**Source data**:
▼

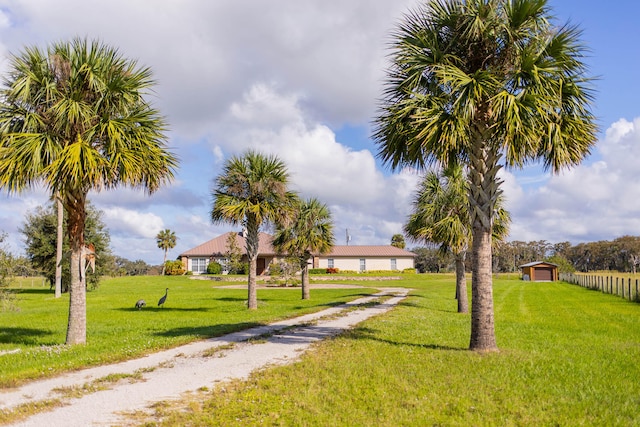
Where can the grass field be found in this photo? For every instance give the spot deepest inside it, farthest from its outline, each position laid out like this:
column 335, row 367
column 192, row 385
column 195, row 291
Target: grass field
column 568, row 356
column 32, row 336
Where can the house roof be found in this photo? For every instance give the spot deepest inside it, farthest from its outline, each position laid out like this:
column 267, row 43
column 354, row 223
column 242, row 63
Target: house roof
column 218, row 246
column 534, row 263
column 369, row 251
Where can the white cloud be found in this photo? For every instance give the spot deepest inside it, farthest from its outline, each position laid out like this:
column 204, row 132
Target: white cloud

▲

**Exercise aim**:
Rewrite everything from the start of the records above down to the line containing "column 32, row 336", both included, replacing "grass field" with "meadow" and changing nothing else. Leave the pictures out.

**Correct response**:
Where can the meadow be found in this photo? For every instance give the spot deepest inside it, farthest from its outline, each position laid out like this:
column 335, row 367
column 192, row 385
column 195, row 291
Target: meadow
column 568, row 356
column 32, row 336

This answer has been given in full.